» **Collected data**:
..........

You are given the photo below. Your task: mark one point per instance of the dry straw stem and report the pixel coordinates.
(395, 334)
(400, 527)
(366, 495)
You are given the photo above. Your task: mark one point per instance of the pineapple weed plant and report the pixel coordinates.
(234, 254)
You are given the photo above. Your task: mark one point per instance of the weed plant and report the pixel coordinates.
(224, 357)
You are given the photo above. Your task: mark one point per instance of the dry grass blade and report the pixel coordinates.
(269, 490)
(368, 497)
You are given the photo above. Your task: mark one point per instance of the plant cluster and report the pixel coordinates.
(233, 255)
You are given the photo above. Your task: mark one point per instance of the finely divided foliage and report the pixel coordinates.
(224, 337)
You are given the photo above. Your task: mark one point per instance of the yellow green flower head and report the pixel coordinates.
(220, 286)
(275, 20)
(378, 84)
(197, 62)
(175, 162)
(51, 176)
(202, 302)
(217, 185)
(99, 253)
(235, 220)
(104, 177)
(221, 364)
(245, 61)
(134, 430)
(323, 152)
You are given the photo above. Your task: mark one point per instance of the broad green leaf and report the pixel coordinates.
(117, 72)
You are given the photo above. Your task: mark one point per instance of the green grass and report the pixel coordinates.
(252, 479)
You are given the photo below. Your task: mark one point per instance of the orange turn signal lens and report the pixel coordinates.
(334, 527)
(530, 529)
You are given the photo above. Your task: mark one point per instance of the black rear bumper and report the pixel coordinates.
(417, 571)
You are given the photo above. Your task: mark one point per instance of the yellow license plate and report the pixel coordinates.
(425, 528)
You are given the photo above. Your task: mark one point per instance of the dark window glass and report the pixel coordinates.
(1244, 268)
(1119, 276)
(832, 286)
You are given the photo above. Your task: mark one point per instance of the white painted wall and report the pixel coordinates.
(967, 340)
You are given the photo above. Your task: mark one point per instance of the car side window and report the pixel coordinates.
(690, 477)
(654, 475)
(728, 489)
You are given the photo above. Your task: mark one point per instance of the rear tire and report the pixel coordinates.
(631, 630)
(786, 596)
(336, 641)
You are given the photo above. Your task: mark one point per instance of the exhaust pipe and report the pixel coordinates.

..........

» **WHAT THE EXERCISE ASKS**: Please set down the whole listing above without altering a single line.

» **RESULT OF THIS TASK**:
You are given the photo below. Your task: mark one point per instance of the dry straw stem and report the pixel coordinates.
(395, 334)
(400, 527)
(366, 495)
You are given the photo above. Your task: mark one point per instance of the pineapple weed plant and report the pixel coordinates.
(234, 254)
You are given the photo above. Your task: mark one point per instance of the weed plant and report the pixel coordinates.
(224, 357)
You are given the photo above. Your task: mark one point per instance of the dry grass blade and report the pixel coordinates.
(269, 490)
(368, 497)
You are given the photo above. Your task: mark one point per instance of the plant cluster and report the pixel coordinates.
(233, 255)
You are given the photo above. Your task: mark one point per instance of the finely divided foliage and report the pixel coordinates.
(224, 337)
You are given the photo above. Your task: mark one point per instance of the yellow green flower head and report the pixel coordinates.
(220, 286)
(275, 20)
(378, 84)
(197, 62)
(175, 162)
(51, 176)
(202, 302)
(217, 185)
(99, 253)
(235, 220)
(104, 177)
(221, 364)
(245, 61)
(134, 430)
(323, 152)
You are given the photo above. Your task: mark one point per instance of the broad green leaf and report the pixel coordinates.
(117, 72)
You are given the photo above. Your task: mark one point per instance of the green grass and report the pixel coordinates.
(252, 479)
You are given the photo below. Your task: mark one point per instance of the orange turn signal lens and report the pixel coordinates.
(334, 527)
(530, 529)
You are given the photo above. Your task: mark one point per instance of the black rear bumper and report the pixel coordinates.
(417, 571)
You are given the photo above. Your task: mark one point per instance of the yellow license plate and report the pixel coordinates.
(425, 528)
You are given the photo above. Your task: mark one point per instance of the dark window glass and report the pixel coordinates.
(1244, 268)
(1119, 276)
(832, 286)
You are given the photo above. Your task: mark one point per instance of the white painted wall and report the pixel coordinates.
(967, 340)
You are given the photo above. Your task: mark one point per instance of the car side window and report the pixel coordinates.
(690, 477)
(654, 475)
(728, 489)
You are given the photo above. Your task: mark one point per instance of the rear tire and report the pixel coordinates.
(631, 630)
(786, 596)
(336, 641)
You are given the photo above. Your task: mark one point per instance of the exhaust pipe and report the pixel coordinates.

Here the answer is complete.